**WORK TO BE COMPLETED:**
Reproduce, word for word, the stretch of the advice column on growing up with an abusive father from "He says that" through "emotion but anger.".

**PASSAGE SHOWN:**
___

Dear Dr. Archer,
I grew up in a household with a father who was verbally and physically abusive. It did not stop me from doing well in school and I never missed a day of school. Depression was a normal part of my life ever since I realized that what my father was doing was destructive.
This hit hard when I went to college. The counselor on campus wrote a prescription for meds and sent me on my way. My grades slipped and I went from a high school honor student to the bottom 25 percent in college.
After completing college, I moved home with my parents and was told by my mom that she was also abused by my father for most of their marriage. She said she remained with him so we wouldn't have a broken home until my younger sister and I graduated college. She left him shortly after that.
That was it. I could no longer be in the house with him, so my next goal was to get a job and move out of the house. He always said he couldn't accomplish his goals because he had a family to raise, so this would be his dream come true. Well, that wasn't the case.
He is now living alone and still sending my mother harassing emails almost every day. A little about his past: he lost his mother at 9 years old and I believe he has a paranoid personality. He always thinks that people are lying to him or trying to take advantage of him. He twists words from the Bible to back up whatever he says or does.
He says that his family is cursed by the devil and my mother is the root cause. Needless to say, he has pushed his entire family away. I recently got married and purchased a second home. I should be in heaven right now and enjoying life. However, I don't feel any emotion but anger.
I coped with these feeling with the use of drugs and alcohol in college, but I've cut all of that out since my first job after college in 2004. I've become pretty good at faking smiles and acting like I'm interested in people's conversations, but it's very exhausting for me.
Every day seems like a struggle, and it's not fair to my wife and 8 year old son. It is also affecting my performance at work. This has gone on for too long and I don't want to live like this any longer.
I agree one hundred percent! It is time to put the past to bed, and your first step should be counseling. Joshua, the years you spend listening to the rhetoric of your angry father affected you; it still is. Sometimes we need a little help to search within ourselves to find answers, or even to realize that there are no answers to be found.
Acceptance of yourself, as well as your past, is important. Look for a therapist who specializes in childhood emotional and physical abuse, and start seeing him on a regular basis. I think that after a few sessions you will feel much, much better. You must drag this up, discuss it in depth and then leave it behind.
Also, check out Adult Survivors of Child Abuse, an online support group. Seeking help is in no way, shape or form a sign of weakness, but rather a proactive approach to making your life the best it can be.
Believe it or not, Joshua, you are in control here. Do whatever it is you need to do, but come to terms with your childhood so you can provide for the family you have today. Your son depends on you -- isn't he worth it? Good luck.

___

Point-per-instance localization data
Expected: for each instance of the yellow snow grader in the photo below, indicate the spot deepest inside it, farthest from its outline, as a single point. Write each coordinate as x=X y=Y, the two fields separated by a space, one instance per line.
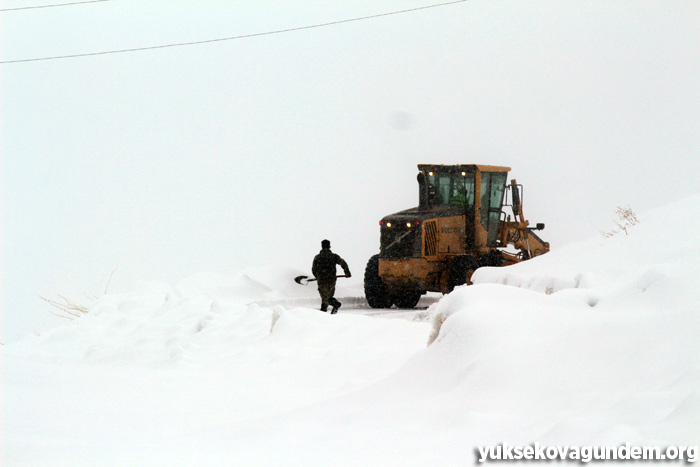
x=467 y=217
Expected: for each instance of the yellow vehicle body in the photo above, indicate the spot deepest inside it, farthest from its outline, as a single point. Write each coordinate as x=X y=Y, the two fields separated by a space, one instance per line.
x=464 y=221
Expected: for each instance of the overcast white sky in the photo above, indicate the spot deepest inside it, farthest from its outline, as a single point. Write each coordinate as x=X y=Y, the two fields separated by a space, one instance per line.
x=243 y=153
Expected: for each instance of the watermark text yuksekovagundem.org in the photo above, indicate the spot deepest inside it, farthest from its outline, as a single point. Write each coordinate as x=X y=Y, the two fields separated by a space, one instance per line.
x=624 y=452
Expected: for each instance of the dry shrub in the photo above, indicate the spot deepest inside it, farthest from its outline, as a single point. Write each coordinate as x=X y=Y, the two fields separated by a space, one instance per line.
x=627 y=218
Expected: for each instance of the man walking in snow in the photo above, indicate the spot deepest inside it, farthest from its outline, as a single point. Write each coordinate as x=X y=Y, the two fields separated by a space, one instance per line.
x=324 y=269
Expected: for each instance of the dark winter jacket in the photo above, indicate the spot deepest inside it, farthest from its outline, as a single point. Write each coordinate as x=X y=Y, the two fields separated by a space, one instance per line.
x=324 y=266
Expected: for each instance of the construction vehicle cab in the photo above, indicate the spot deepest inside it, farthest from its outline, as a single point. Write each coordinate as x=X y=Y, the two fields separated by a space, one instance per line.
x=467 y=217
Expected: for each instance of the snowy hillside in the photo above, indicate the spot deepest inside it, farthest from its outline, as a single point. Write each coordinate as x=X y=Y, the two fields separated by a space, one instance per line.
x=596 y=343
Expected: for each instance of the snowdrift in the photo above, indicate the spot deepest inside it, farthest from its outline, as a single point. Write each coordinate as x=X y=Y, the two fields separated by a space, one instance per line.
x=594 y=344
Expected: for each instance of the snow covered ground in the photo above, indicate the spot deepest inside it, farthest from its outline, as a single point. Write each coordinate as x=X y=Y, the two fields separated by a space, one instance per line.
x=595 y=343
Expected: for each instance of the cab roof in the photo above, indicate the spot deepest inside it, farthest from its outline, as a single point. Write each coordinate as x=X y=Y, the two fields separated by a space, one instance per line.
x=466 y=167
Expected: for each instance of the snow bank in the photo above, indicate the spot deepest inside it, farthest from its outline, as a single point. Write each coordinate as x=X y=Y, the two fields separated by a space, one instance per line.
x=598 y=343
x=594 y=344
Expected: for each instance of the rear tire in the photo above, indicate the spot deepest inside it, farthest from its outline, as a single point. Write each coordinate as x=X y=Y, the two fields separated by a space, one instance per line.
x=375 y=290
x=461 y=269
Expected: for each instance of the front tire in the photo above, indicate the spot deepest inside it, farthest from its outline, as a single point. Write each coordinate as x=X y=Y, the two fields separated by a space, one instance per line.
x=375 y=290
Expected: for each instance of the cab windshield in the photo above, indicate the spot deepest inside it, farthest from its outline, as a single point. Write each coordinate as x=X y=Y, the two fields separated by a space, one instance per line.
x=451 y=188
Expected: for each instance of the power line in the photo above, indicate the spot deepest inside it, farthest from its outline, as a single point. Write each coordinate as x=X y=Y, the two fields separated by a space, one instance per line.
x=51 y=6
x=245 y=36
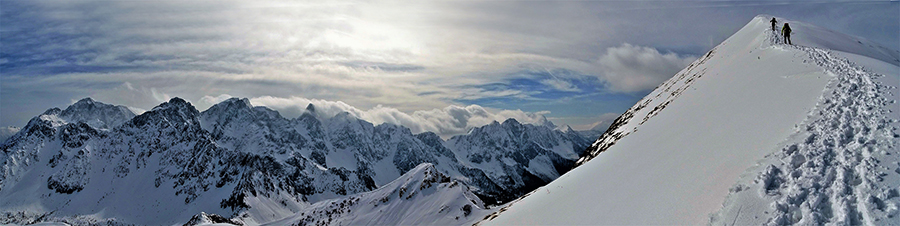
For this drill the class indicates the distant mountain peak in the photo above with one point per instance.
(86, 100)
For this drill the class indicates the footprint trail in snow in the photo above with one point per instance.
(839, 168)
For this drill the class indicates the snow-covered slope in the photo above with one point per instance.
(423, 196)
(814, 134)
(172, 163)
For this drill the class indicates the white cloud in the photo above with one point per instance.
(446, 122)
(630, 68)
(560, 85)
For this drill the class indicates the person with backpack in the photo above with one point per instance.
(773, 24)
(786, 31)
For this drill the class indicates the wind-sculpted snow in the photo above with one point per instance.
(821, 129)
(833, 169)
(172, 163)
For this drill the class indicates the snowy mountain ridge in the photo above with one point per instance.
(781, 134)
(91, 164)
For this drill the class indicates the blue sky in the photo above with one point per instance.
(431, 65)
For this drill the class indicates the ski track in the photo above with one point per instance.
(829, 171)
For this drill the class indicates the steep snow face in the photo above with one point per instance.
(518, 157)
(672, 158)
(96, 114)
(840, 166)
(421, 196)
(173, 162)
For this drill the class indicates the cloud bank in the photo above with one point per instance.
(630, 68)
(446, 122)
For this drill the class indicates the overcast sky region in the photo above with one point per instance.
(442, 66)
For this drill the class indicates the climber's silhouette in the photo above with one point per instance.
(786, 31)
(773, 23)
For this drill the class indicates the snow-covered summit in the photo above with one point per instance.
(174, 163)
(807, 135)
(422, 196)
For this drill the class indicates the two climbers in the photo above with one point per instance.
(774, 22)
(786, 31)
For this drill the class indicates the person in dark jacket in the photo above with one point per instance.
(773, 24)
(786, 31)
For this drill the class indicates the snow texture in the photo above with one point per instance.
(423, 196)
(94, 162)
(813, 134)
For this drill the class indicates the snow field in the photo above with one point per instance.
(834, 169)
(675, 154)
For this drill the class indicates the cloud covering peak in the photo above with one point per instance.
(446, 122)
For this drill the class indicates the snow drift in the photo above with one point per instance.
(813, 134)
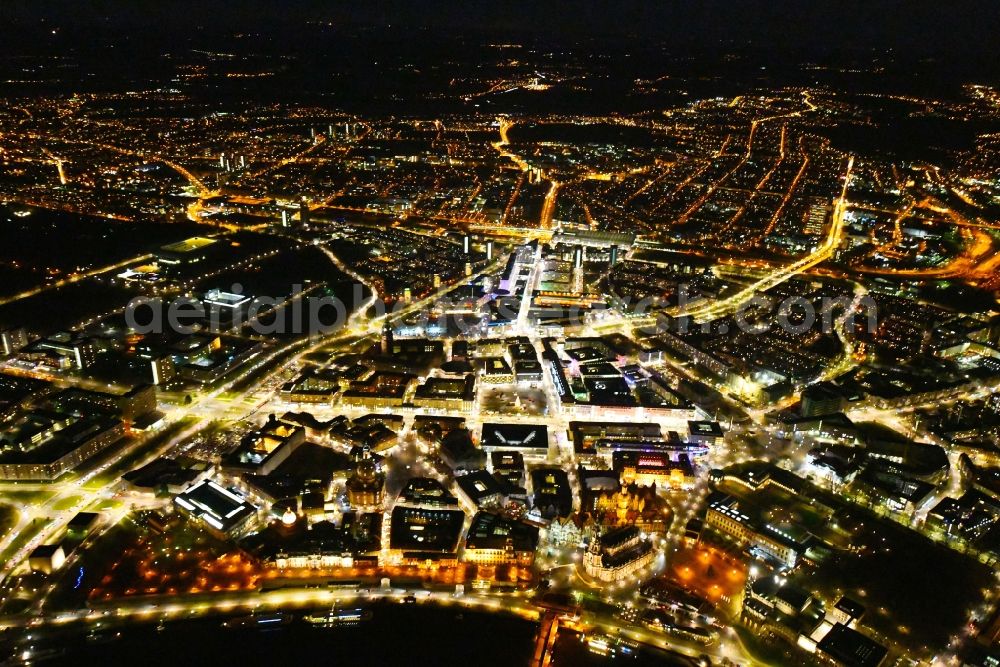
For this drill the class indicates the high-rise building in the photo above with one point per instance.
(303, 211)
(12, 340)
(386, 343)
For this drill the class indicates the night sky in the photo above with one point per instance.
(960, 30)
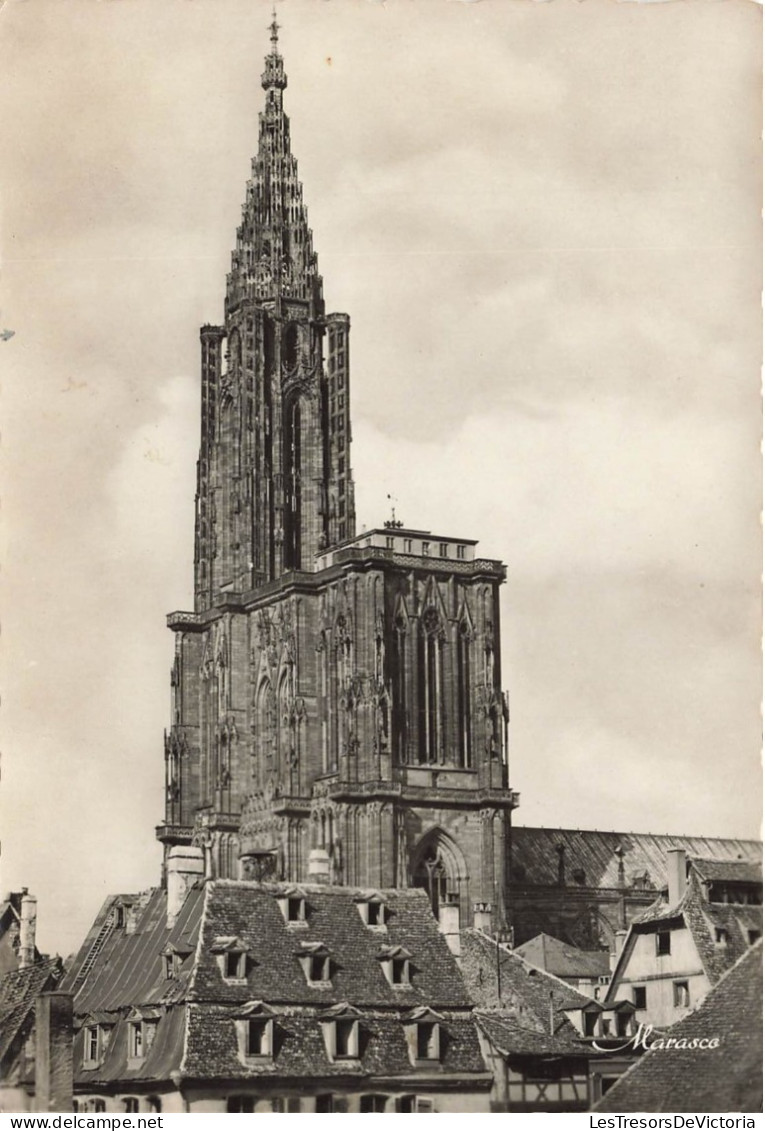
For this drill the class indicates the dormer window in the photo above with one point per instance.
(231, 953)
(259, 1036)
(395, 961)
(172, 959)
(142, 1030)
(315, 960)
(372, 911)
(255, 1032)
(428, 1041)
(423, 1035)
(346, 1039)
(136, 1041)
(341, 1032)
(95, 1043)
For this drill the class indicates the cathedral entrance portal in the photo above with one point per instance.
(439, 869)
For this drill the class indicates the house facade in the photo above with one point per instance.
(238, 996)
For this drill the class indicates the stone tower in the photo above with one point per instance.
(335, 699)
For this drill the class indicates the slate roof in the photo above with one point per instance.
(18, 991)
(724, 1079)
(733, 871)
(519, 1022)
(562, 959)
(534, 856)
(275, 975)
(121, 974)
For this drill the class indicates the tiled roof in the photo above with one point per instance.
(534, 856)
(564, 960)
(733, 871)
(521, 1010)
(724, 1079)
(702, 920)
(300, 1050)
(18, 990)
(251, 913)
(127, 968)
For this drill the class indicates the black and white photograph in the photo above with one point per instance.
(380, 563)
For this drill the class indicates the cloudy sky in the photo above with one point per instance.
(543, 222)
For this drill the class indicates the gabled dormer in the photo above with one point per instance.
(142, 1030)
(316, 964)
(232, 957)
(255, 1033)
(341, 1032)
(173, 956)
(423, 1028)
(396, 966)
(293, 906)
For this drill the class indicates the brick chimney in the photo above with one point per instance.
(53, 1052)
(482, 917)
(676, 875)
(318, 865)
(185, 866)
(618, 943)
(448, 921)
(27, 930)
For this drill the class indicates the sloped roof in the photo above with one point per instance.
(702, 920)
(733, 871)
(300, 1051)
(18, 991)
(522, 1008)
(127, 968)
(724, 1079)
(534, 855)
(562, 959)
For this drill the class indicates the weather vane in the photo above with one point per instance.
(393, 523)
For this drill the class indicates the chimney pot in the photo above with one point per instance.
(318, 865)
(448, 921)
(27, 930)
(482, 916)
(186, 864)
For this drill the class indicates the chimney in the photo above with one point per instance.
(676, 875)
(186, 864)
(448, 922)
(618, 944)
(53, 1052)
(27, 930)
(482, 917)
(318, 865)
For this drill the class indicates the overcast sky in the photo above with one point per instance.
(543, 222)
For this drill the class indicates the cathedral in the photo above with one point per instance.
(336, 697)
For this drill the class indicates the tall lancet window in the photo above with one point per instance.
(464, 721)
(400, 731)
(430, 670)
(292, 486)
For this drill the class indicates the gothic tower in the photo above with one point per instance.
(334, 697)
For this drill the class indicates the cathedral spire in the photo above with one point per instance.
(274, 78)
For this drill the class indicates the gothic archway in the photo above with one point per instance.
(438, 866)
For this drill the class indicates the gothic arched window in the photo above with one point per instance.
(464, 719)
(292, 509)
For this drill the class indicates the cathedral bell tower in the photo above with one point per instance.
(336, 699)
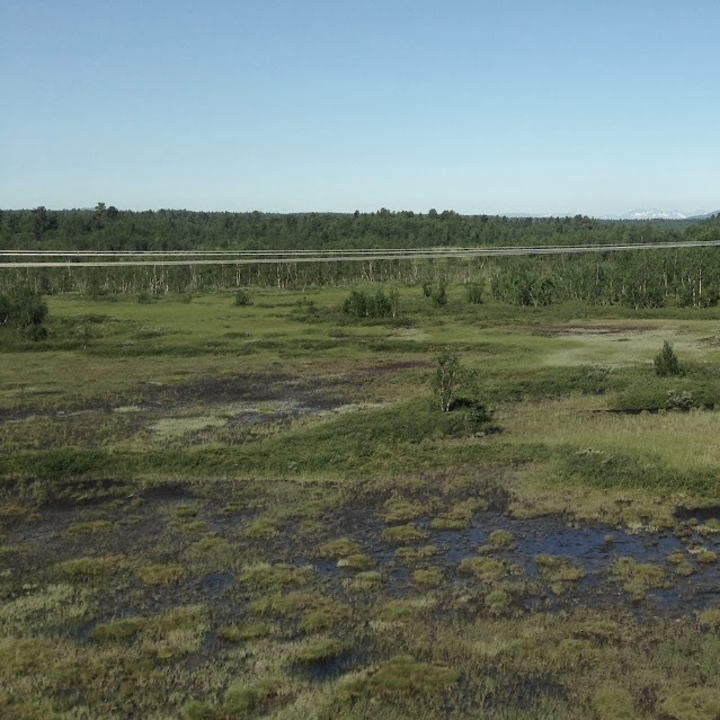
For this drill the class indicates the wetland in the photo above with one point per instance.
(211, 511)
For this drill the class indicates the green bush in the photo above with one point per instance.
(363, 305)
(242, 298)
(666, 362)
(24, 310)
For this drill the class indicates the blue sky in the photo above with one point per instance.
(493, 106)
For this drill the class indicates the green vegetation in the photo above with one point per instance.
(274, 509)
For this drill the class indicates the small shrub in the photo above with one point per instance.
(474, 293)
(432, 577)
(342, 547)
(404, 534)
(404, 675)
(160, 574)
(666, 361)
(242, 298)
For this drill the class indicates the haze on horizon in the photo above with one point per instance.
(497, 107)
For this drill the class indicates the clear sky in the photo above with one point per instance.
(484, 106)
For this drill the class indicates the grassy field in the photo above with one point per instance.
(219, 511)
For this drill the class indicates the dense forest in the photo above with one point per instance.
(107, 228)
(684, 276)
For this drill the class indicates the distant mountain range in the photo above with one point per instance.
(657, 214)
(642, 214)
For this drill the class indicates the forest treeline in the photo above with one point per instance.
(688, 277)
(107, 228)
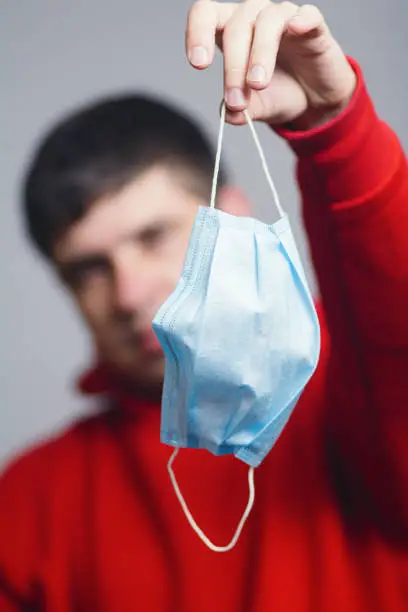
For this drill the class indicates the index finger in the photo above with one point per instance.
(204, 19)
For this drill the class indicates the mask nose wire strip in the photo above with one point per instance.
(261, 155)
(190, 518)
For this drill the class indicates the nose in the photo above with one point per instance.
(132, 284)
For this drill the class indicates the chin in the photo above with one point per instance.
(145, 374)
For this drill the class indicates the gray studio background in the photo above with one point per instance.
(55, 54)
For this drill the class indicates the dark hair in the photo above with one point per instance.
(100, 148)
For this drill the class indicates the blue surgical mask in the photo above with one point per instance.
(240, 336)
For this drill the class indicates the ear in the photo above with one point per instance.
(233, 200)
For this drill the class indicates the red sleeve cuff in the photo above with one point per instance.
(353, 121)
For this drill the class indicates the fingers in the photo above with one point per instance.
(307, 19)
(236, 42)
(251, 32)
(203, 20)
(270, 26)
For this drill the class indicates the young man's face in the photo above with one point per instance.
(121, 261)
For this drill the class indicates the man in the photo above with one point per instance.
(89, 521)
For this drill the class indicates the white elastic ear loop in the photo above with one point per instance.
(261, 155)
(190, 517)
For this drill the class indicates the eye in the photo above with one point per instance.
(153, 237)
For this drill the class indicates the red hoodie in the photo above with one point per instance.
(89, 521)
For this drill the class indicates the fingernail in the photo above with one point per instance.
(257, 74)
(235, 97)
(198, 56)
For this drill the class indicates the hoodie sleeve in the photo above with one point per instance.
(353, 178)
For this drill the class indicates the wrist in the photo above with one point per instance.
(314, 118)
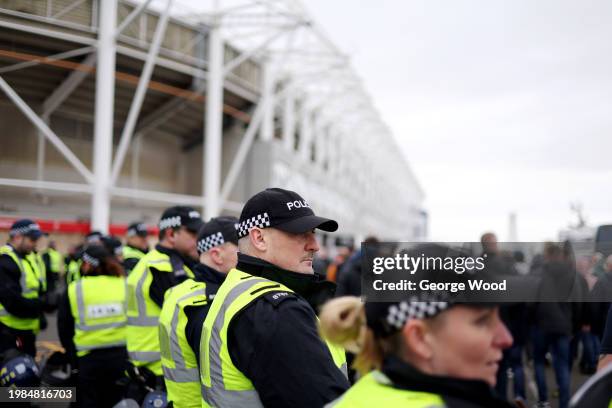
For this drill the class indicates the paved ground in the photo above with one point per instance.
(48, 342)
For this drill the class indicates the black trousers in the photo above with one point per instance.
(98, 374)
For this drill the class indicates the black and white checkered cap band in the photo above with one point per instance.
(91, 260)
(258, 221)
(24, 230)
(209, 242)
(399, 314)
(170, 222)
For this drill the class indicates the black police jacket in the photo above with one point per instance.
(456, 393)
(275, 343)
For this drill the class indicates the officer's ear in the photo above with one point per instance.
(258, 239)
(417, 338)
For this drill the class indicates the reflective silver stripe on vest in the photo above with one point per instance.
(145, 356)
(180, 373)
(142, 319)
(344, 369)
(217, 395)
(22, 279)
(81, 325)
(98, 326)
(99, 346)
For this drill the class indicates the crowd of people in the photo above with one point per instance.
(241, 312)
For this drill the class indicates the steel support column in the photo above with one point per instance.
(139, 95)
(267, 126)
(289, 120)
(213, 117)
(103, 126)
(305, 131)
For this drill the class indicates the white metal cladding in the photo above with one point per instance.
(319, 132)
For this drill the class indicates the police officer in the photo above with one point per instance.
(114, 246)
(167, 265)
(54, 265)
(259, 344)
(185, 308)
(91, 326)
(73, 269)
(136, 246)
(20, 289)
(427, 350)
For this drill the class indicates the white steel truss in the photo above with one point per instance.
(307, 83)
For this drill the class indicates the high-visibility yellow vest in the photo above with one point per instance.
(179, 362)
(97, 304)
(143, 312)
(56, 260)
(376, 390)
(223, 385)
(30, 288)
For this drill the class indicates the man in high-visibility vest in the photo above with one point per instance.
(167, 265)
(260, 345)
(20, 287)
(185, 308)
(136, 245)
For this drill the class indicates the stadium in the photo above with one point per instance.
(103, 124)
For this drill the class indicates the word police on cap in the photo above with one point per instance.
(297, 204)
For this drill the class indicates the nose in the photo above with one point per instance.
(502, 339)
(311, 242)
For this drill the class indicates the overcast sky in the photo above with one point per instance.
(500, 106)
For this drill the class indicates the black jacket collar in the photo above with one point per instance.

___

**RESPONSE BELOW:**
He says that his family is cursed by the devil and my mother is the root cause. Needless to say, he has pushed his entire family away. I recently got married and purchased a second home. I should be in heaven right now and enjoying life. However, I don't feel any emotion but anger.